• Your assignment: Emit only the lines from the line containing "A point falls on each instance of the shrub" through the last line of the entries, unchanged.

[[ Data provided, beginning ]]

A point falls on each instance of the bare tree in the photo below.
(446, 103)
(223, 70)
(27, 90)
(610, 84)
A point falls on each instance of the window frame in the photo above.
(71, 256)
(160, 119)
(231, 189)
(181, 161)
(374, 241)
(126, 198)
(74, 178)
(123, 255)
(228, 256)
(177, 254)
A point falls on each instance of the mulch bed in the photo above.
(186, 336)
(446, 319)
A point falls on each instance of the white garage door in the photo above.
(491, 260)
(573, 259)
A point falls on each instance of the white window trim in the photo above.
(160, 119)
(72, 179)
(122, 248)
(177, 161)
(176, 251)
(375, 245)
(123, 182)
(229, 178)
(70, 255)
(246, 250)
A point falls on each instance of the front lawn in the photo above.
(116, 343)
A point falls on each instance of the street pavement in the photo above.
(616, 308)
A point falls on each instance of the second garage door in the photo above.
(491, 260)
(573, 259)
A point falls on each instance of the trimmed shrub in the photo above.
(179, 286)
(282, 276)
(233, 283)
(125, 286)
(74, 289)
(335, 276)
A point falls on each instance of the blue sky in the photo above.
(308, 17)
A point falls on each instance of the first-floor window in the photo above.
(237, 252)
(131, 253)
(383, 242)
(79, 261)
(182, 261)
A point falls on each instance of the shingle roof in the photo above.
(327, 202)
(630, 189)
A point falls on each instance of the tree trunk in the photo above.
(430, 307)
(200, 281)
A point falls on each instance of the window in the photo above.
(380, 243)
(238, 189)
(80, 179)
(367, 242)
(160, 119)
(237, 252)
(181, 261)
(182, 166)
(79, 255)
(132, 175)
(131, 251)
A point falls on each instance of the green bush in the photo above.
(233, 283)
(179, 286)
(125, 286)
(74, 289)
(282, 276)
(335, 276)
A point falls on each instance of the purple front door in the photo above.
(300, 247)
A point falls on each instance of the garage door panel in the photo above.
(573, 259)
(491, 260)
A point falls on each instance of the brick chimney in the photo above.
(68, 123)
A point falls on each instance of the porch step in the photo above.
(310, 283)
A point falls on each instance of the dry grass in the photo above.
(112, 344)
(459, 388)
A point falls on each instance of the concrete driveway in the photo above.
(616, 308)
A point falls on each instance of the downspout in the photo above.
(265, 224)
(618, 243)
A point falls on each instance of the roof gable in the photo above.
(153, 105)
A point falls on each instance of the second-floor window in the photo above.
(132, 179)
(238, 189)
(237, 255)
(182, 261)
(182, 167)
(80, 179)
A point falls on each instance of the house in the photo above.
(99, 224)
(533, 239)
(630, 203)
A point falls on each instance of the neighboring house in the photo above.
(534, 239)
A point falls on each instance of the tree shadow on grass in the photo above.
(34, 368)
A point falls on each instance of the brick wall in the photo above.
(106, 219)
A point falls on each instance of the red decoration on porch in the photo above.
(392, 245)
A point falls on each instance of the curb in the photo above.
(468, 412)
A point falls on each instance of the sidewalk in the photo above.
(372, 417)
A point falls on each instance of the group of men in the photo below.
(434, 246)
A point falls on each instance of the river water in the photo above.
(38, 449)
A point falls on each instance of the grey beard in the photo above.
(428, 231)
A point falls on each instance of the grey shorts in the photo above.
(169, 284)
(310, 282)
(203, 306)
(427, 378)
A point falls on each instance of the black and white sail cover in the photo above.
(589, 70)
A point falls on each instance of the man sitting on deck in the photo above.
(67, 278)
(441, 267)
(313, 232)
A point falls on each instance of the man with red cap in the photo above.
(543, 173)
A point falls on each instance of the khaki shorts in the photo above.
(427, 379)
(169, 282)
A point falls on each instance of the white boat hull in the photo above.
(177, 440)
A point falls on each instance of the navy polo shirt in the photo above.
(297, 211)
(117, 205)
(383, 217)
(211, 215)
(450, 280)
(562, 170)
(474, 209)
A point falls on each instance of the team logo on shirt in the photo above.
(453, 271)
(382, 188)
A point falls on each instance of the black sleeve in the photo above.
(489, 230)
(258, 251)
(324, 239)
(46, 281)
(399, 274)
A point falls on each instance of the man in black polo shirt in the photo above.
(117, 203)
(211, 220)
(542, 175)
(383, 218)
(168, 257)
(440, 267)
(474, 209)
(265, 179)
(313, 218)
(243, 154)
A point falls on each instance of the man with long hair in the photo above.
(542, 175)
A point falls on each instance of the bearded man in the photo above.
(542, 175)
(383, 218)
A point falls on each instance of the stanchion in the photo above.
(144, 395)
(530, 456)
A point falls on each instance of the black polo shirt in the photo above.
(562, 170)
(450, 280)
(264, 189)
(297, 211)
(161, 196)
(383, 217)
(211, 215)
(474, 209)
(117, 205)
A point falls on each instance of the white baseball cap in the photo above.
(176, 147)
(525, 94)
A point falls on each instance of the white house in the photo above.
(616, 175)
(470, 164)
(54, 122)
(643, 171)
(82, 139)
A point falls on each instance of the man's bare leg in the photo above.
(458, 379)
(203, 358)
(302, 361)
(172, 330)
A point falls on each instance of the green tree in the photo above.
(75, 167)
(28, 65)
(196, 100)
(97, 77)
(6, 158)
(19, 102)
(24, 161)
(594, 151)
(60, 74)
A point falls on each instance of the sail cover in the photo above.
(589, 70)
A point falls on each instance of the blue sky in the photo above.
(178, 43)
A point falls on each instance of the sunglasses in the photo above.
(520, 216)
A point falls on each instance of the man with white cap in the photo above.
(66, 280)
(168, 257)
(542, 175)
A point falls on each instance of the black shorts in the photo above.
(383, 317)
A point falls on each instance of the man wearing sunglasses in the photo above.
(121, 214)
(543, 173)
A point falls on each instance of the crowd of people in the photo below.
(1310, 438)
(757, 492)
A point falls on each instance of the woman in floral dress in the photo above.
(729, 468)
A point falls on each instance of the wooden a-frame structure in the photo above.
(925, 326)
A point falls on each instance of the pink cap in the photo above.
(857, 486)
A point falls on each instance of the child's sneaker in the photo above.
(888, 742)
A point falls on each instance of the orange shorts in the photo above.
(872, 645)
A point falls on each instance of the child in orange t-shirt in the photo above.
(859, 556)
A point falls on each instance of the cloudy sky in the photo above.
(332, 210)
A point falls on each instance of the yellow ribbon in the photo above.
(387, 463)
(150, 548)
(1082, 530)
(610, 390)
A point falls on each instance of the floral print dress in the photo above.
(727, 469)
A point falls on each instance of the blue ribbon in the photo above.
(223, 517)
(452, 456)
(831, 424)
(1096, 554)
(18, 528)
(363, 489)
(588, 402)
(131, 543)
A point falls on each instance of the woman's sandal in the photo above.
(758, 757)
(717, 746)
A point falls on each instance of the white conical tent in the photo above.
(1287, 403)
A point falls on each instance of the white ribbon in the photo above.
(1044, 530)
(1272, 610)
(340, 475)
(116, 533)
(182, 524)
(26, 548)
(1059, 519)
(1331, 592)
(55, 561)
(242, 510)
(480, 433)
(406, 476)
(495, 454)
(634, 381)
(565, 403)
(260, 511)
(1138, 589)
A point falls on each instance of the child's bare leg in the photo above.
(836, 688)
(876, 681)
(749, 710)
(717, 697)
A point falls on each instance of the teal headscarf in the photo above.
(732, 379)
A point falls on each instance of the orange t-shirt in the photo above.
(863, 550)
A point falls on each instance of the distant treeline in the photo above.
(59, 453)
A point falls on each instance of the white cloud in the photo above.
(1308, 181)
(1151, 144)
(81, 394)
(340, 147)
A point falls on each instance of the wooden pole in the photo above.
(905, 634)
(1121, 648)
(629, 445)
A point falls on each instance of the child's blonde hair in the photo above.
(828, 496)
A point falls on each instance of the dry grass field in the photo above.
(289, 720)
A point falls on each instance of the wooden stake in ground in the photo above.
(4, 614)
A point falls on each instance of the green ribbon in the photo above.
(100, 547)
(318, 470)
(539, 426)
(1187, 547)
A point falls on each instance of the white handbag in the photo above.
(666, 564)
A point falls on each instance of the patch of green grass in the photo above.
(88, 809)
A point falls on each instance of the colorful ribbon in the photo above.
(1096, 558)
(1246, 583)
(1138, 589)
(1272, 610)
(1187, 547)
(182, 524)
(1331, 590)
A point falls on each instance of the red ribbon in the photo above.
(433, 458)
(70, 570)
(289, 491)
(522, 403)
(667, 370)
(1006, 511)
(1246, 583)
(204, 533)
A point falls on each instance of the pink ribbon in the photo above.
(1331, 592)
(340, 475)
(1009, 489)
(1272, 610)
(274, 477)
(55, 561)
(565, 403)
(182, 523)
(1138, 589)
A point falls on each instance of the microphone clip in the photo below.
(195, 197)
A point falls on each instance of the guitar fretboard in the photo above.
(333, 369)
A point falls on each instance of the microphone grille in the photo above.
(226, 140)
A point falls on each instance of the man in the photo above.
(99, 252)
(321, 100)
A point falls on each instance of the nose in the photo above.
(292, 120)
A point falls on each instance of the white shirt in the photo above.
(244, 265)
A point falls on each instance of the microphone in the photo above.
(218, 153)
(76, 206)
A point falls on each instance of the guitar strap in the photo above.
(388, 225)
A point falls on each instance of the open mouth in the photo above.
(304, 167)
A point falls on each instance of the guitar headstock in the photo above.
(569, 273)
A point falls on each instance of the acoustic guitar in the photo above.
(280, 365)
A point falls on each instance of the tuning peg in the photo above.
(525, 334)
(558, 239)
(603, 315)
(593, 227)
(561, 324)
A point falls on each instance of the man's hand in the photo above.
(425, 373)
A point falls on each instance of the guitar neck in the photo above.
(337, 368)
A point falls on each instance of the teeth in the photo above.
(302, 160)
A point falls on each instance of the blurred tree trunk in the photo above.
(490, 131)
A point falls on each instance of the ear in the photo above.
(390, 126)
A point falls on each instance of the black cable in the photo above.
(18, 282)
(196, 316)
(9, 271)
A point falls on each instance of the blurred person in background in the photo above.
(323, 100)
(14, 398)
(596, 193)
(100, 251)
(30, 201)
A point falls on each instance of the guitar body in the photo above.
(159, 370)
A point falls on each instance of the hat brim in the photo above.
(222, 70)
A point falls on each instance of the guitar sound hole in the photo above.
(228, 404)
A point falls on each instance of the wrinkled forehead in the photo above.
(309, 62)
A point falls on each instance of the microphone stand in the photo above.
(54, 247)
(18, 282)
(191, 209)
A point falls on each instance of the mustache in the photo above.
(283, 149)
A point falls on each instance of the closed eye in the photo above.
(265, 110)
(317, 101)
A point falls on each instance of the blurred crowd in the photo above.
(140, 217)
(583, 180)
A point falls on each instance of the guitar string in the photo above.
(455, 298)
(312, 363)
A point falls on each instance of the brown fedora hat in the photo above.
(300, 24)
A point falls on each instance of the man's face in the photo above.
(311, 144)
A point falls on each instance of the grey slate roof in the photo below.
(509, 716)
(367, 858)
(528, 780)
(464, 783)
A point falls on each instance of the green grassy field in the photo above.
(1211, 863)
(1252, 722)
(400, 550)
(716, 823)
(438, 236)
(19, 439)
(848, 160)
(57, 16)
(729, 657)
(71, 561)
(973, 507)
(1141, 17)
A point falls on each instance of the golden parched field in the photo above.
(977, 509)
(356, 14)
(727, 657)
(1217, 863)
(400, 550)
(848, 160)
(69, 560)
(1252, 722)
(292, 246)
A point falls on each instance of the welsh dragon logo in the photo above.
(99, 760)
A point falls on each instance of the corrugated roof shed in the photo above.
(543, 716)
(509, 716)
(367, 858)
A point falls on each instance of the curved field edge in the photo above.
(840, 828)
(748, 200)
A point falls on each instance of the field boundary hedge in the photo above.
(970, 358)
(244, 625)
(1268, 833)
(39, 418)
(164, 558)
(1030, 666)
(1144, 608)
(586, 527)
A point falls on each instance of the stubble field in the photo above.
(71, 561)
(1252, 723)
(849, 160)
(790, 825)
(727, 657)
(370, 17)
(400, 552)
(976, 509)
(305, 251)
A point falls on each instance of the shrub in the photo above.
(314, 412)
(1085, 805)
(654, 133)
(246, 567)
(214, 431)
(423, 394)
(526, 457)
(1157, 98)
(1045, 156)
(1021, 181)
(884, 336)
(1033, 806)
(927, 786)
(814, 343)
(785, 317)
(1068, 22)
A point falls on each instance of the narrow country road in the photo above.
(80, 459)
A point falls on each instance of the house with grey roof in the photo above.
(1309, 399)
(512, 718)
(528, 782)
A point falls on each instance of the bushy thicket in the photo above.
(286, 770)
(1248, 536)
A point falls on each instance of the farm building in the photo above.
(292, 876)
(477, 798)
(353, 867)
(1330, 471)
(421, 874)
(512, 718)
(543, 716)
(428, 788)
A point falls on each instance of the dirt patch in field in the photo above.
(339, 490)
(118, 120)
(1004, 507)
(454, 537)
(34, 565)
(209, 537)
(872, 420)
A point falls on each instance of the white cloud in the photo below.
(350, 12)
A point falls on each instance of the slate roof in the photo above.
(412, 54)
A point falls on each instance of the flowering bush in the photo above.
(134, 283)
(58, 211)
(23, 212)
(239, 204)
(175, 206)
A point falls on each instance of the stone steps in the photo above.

[[ Data provided, end ]]

• Output of the task:
A point falls on each instance of the shrub in the photo above.
(314, 412)
(1085, 805)
(654, 133)
(246, 567)
(214, 431)
(423, 394)
(526, 457)
(1157, 98)
(1045, 156)
(1021, 181)
(884, 336)
(1033, 806)
(927, 786)
(814, 343)
(785, 317)
(1068, 22)
A point falls on each instance of the narrow country road in the photo above.
(80, 459)
A point falls on each instance of the house with grey roof in the photo above.
(1309, 399)
(512, 718)
(528, 782)
A point falls on each instance of the bushy thicket in the photo above.
(286, 770)
(1248, 536)
A point falls on each instance of the farm building in the photo above.
(292, 876)
(477, 798)
(353, 867)
(1330, 471)
(421, 874)
(512, 718)
(543, 716)
(428, 788)
A point falls on each instance of the dirt patch in field in the photo above.
(339, 490)
(118, 120)
(1004, 507)
(454, 537)
(34, 565)
(209, 537)
(872, 420)
A point falls on each instance of the white cloud in the photo below.
(350, 12)
A point falls on each instance of the slate roof in the photo above.
(412, 54)
A point falls on each instance of the flowering bush in the photo above.
(134, 283)
(58, 211)
(23, 212)
(239, 204)
(175, 206)
A point falls on each instance of the stone steps in the photo above.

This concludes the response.